What this task involves: Copy each line of the records that includes "shrub".

Data in this exercise:
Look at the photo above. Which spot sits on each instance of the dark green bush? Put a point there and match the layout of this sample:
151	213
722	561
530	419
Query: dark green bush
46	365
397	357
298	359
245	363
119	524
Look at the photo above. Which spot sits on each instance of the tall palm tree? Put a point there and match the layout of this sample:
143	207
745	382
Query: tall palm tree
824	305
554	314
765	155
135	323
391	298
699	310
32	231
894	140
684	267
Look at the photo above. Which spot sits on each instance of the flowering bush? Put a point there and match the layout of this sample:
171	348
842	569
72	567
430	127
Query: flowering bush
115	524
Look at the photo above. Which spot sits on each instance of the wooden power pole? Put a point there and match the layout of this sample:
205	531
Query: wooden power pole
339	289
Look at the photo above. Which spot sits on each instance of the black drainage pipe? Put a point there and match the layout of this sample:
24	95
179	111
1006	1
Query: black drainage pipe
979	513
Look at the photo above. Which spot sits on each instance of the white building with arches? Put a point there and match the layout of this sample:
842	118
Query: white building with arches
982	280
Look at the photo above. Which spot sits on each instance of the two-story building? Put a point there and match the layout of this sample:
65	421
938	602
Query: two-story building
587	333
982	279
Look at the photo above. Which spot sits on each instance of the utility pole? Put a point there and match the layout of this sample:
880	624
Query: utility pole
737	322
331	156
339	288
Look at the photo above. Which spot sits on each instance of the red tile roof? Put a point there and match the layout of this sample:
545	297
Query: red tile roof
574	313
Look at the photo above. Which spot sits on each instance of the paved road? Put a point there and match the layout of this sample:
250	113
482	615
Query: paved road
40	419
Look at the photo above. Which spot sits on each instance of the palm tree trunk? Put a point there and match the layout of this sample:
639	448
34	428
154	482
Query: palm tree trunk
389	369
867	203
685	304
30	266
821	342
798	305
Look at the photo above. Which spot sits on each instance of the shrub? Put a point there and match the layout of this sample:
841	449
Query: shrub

Final answer:
Look at the photo above. Which spot sits on each instance of the shrub? Put a point there and match the layout of this sample:
Query: shrub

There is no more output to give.